### [ФРАГМЕНТ ТЕКСТА]

______

Том 7. Эстетика, литературная критика - Анатолий Луначарский
Шрифт:
Интервал:
Закладка:
Примерно в это же время Луначарский знакомится с Г. В. Плехановым и его взглядами на искусство. Хотя критика Плехановым эмпириокритицизма не убедила Луначарского и не заставила его отойти от Авенариуса, Луначарский был захвачен марксистским подходом Плеханова к анализу искусства. В это же время, по рекомендации Плеханова, Луначарский начинает усиленно изучать труды по эстетике Гегеля, Фихте, Шеллинга.
Плеханов был одним из первых в мировой марксистской науке, кто применил принцип исторического материализма к проблемам эстетики.
Вспоминая свои встречи и беседы с Плехановым, Луначарский писал, что Плеханов «очень интересовался искусством. Я им интересовался всегда со страстью. И поэтому в этих наших беседах вопрос зависимости надстройки от экономической базы, в особенности в терминах истории искусства, был главным предметом… Плеханов имеет… огромные заслуги в области именно истории искусства. Его сравнительно небольшие этюды, обнимающие не так много эпох, останутся краеугольными камнями в дальнейшей работе в этом направлении»[80]. Влияние взглядов Плеханова на формирование эстетических позиций Луначарского безусловно. Но построения Плеханова имели свою слабость и не смогли послужить ответом на все вопросы Луначарского.

______

### [ВОПРОСЫ К ТЕКСТУ]
1. Ответьте по фрагменту о Луначарском и Плеханове:
(a) Чьи труды по эстетике Луначарский начал усиленно изучать по рекомендации Плеханова?
(b) Какой принцип Плеханов одним из первых в мировой марксистской науке применил к проблемам эстетики?
(c) Что в работах Плеханова, по словам Луначарского, останется краеугольными камнями в дальнейшей работе?
2. Выпишите фамилии всех лиц, упомянутых во фрагменте о Луначарском и Плеханове.
3. Возобновите фрагмент о Луначарском и Плеханове, начав сразу после его последнего предложения.

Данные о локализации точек
______

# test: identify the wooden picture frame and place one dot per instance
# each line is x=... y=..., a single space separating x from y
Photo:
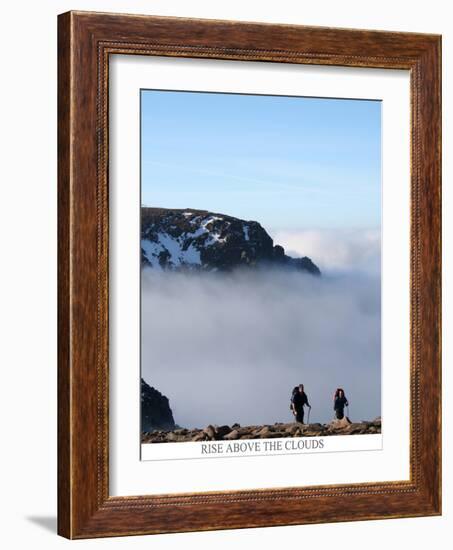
x=85 y=42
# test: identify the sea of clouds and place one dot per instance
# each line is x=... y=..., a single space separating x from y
x=228 y=348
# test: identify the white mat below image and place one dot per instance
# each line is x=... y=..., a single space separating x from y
x=261 y=447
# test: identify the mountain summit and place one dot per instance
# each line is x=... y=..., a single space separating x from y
x=191 y=239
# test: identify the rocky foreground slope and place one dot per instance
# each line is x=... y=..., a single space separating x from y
x=199 y=240
x=156 y=411
x=278 y=430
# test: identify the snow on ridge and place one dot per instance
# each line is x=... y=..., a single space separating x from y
x=174 y=246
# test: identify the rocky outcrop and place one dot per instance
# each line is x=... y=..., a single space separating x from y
x=156 y=411
x=173 y=239
x=278 y=430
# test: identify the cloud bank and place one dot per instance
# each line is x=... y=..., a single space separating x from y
x=343 y=250
x=230 y=348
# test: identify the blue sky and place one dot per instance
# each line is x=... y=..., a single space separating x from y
x=290 y=163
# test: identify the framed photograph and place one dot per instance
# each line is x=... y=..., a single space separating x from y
x=249 y=275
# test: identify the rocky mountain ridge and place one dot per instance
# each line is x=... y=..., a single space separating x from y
x=277 y=430
x=189 y=239
x=156 y=411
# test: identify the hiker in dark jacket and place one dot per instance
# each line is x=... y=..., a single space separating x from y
x=339 y=403
x=298 y=400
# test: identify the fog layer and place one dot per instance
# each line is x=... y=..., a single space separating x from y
x=230 y=348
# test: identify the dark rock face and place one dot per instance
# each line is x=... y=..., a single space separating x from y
x=201 y=240
x=156 y=412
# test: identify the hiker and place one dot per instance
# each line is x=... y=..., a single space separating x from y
x=298 y=400
x=339 y=403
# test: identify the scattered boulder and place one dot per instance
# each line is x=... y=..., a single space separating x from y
x=221 y=431
x=277 y=430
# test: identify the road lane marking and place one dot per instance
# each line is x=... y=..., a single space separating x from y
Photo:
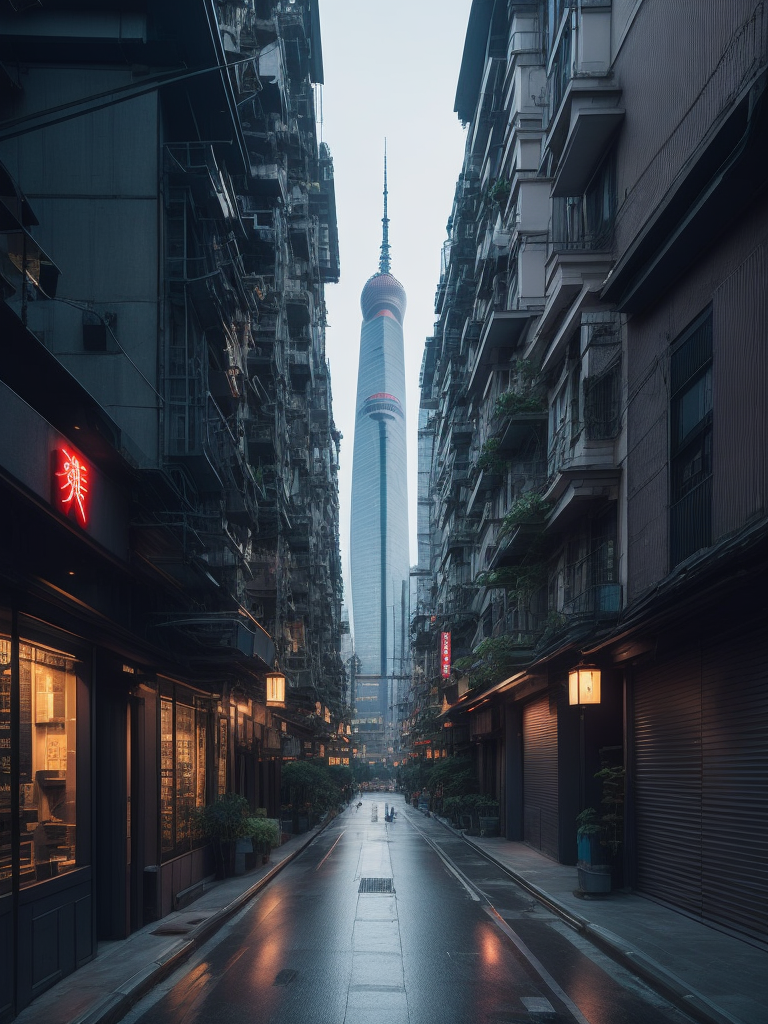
x=330 y=851
x=473 y=891
x=537 y=965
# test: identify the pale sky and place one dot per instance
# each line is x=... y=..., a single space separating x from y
x=390 y=70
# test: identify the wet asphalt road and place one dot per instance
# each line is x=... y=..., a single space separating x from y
x=457 y=941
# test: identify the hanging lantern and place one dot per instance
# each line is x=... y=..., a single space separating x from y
x=275 y=689
x=584 y=684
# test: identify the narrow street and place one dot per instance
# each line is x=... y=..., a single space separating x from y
x=456 y=940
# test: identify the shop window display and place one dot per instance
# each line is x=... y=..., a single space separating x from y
x=5 y=830
x=182 y=770
x=47 y=763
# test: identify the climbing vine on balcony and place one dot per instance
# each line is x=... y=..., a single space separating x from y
x=499 y=192
x=530 y=508
x=511 y=402
x=491 y=660
x=521 y=581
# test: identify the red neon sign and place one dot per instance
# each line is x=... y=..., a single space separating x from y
x=71 y=482
x=444 y=654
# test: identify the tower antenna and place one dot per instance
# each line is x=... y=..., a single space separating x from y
x=384 y=261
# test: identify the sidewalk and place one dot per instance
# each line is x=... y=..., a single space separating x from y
x=715 y=977
x=124 y=971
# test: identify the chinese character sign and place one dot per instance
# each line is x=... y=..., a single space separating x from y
x=71 y=484
x=444 y=654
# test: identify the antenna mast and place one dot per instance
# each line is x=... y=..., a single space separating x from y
x=384 y=261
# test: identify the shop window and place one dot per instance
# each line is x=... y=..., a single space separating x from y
x=182 y=768
x=222 y=754
x=47 y=763
x=5 y=819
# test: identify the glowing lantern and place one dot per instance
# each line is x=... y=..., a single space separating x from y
x=275 y=689
x=584 y=684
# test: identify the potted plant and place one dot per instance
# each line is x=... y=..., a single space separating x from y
x=487 y=816
x=223 y=823
x=265 y=836
x=599 y=836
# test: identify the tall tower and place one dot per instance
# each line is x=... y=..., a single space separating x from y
x=379 y=541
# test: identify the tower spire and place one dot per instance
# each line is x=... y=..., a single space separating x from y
x=384 y=261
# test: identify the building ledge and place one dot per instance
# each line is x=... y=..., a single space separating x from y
x=581 y=94
x=574 y=488
x=592 y=128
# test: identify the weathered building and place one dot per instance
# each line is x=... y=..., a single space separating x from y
x=592 y=483
x=169 y=455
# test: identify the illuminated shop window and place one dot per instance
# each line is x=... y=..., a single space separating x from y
x=47 y=762
x=5 y=829
x=182 y=769
x=222 y=752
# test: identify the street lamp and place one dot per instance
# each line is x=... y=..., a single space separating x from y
x=275 y=689
x=584 y=684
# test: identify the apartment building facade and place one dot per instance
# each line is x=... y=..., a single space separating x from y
x=169 y=455
x=592 y=483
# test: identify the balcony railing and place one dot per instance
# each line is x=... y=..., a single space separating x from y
x=690 y=522
x=569 y=230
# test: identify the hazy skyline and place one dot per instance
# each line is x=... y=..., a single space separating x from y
x=390 y=72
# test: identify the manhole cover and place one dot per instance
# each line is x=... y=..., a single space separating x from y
x=376 y=886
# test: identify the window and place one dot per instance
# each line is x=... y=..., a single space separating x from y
x=690 y=440
x=47 y=762
x=6 y=872
x=182 y=772
x=601 y=401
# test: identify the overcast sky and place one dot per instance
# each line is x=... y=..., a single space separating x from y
x=390 y=70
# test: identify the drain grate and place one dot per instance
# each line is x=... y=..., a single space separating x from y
x=285 y=977
x=376 y=886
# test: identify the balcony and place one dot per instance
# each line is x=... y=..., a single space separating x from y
x=581 y=472
x=580 y=80
x=269 y=179
x=594 y=120
x=500 y=337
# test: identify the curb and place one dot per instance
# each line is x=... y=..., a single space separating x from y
x=639 y=964
x=114 y=1007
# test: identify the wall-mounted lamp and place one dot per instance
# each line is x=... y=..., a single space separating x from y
x=275 y=689
x=584 y=684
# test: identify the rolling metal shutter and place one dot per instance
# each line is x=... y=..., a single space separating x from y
x=701 y=782
x=668 y=781
x=540 y=779
x=734 y=809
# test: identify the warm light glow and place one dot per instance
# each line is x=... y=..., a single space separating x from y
x=584 y=684
x=72 y=472
x=275 y=689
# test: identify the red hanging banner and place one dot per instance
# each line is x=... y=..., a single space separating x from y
x=444 y=654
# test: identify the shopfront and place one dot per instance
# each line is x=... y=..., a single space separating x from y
x=46 y=912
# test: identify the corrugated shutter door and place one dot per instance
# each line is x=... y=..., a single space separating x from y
x=734 y=818
x=540 y=781
x=668 y=781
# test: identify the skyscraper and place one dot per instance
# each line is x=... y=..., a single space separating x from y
x=379 y=542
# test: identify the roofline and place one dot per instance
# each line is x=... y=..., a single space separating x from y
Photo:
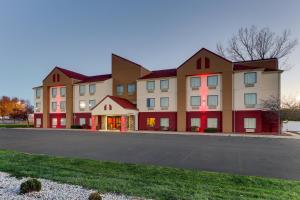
x=205 y=50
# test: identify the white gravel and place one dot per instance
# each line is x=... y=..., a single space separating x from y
x=10 y=187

______

### [ВАШИ ОТВЕТЫ]
1.
(a) Гегеля, Фихте и Шеллинга.
(b) Принцип исторического материализма.
(c) Его сравнительно небольшие этюды, обнимающие не так много эпох.

2. Луначарский, Плеханов, Авенариус, Гегель, Фихте, Шеллинг.

3.
Луначарский внимательно изучал и эстетическое наследие русских революционных демократов, в первую очередь учение Чернышевского об искусстве. Луначарский вполне разделял утверждение Чернышевского, что «прекрасное — есть жизнь» и что искусство, отражая жизнь, выносит ей свой приговор. Недаром он вспоминал, что в начале 900-х годов «носился с планом написать большую книгу, заглавие которой должно было быть: „Эстетика как наука об оценках“»[81].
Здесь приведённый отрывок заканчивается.